_Written request 1_. In the Cobaya interface page, why does the comment on max_initial suggest decreasing the prior volume? Explain in one to three sentences.
_Written request 2_. Write out the part of the Cobaya interface page from "max_initial: 30d1.5" to "maximum computation resources.", word for word.

_Supplied passage_.
────────
Cobaya interface for GPry
=========================

This class implements an interface for the Bayesian inference code `Cobaya <https://cobaya.readthedocs.io>`_, by inheriting from Cobaya's :cobaya:`Sampler <sampler.html#sampler.Sampler>` class.

To use GPry as a Cobaya sampler, once GPry has been installed with pip, mention it in the sampler block simply as ``gpry``:

.. code:: yaml

   likelihood:
     gaussian_mixture:
       means: [0.2, 0]
       covs: [[0.1, 0.05], [0.05,0.2]]

   params:
     a:
       prior: [-0.5, 3]
       latex: \alpha
     b:
       prior:
         dist: norm
         loc: 0
         scale: 1
       ref: 0
       latex: \beta

   sampler:
     gpry:
       # option: value

Inside the ``gpry`` block you can specify options for the different GPry modules similarly to how you would pass them to a :class:`~gpry.run.Runner` object at initialization.


.. code:: yaml

   # Options regarding the Bayesian optimization loop.
   # NB: 'd' after a number means the dimensionality of the sampling space,
   #     and a number following 'd' means the power of the dimensionality factor.

   # General options for the main loop
   options:
     # Number of finite initial truth evaluations before starting the learning loop
     n_initial: 3d
     # Maximum number of truth evaluations at initialization. If it is reached before
     # `n_initial` finite points have been found, the run will fail. To avoid that, try
     # decreasing the prior volume.
     max_initial: 30d1.5
     # Maximum number of truth evaluations before the run stops. This is useful for e.g.
     # restricting the maximum computation resources.
     max_total: 70d1.5
     # Maximum number of sampling points accepted into the GP training set before the run
     # stops. If this limit is frequently saturated, try decreasing the prior volume.
     max_finite:  # default (undefined) = max_total
     # Number of points which are acquired with Kriging believer for every acquisition step.
     # Gets adjusted (with 20% tol.) to match a multiple of the num. of parallel processes.
     n_points_per_acq: d
     # Number of iterations between full GP hyperparameters fits, including several
     # restarts of the optimizer. If 'np.inf' or a large number, never refit with restarts.
────────
Segmentation dataset excerpts:
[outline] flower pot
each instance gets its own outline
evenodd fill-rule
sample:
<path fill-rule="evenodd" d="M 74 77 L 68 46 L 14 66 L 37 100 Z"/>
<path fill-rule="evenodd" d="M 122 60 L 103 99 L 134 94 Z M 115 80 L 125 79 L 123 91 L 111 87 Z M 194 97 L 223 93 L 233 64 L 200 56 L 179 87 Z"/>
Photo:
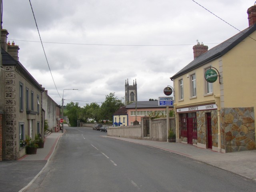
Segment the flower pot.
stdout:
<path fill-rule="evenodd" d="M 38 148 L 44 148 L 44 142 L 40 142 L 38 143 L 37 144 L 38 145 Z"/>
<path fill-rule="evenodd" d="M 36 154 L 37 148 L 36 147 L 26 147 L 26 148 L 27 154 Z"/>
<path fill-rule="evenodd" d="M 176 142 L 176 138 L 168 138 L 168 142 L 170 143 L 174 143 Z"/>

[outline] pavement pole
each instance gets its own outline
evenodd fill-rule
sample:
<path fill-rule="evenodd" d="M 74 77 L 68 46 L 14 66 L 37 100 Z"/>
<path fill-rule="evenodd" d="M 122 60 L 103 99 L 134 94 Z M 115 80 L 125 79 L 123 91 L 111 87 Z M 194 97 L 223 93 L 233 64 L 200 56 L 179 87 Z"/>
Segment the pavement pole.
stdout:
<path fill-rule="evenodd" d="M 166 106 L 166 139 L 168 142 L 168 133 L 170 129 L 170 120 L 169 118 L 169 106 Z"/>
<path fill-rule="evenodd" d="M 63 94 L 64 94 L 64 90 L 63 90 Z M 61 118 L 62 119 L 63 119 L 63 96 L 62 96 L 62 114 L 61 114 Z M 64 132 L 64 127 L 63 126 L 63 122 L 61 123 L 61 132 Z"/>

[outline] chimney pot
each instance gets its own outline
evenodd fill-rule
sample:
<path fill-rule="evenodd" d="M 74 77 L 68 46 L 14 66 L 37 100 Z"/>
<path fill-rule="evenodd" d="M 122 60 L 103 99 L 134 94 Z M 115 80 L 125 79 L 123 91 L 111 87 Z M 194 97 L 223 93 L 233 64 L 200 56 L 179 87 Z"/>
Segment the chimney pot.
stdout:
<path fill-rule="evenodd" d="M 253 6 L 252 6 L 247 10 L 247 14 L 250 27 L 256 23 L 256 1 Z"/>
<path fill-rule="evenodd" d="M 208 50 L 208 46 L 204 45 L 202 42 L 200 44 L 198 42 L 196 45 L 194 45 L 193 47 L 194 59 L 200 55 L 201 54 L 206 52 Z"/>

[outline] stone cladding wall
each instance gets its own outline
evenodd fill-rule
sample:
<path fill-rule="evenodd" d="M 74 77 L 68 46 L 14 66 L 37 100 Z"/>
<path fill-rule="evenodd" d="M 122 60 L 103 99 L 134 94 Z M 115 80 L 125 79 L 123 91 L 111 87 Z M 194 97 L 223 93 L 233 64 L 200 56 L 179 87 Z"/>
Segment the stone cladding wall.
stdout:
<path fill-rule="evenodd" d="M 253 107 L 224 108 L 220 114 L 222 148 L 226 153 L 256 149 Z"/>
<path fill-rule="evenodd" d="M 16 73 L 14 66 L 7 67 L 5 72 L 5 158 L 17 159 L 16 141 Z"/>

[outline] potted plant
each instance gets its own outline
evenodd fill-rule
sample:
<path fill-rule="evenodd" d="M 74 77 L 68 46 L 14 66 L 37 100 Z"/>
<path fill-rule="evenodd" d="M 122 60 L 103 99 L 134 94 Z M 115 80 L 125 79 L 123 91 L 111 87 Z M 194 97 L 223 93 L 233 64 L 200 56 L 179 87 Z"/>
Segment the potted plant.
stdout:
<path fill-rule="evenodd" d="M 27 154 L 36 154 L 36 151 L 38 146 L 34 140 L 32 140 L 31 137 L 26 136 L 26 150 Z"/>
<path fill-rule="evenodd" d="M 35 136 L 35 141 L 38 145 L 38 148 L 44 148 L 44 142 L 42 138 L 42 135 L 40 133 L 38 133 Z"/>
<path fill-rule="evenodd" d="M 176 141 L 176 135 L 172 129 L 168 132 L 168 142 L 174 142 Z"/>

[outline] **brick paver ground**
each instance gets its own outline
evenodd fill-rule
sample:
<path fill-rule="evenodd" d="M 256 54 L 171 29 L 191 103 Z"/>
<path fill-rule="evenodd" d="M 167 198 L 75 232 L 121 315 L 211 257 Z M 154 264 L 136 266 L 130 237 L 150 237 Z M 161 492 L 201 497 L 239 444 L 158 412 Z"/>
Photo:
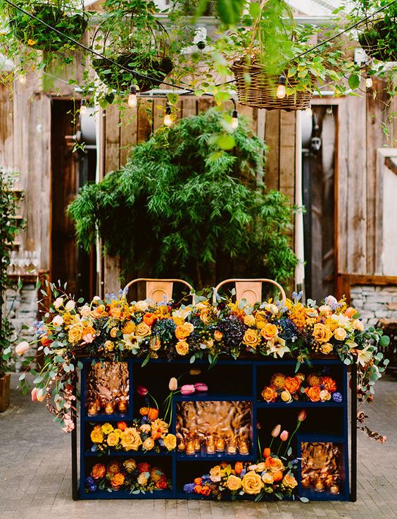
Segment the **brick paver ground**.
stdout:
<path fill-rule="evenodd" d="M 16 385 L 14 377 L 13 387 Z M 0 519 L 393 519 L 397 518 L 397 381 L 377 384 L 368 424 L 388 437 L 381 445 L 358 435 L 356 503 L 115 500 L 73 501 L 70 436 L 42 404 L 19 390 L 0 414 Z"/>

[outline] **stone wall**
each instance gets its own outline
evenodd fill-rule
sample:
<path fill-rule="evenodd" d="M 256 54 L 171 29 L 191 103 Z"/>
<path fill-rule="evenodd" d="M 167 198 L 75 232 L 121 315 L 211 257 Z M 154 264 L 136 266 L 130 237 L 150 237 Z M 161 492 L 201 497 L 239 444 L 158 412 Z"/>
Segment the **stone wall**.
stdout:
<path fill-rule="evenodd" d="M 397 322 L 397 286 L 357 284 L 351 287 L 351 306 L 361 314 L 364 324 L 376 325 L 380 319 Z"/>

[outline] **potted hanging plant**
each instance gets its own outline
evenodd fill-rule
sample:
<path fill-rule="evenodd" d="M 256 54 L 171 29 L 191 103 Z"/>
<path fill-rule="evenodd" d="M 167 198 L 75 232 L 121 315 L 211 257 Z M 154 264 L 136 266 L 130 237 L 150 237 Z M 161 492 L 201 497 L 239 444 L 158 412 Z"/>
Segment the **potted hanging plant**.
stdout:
────────
_Complete response 1_. If max_initial truth evaluations are reached before n_initial finite points have been found, the run will fail. Decreasing the prior volume is suggested as a way to avoid that failure.

_Complete response 2_.
max_initial: 30d1.5
     # Maximum number of truth evaluations before the run stops. This is useful for e.g.
     # restricting the maximum computation resources.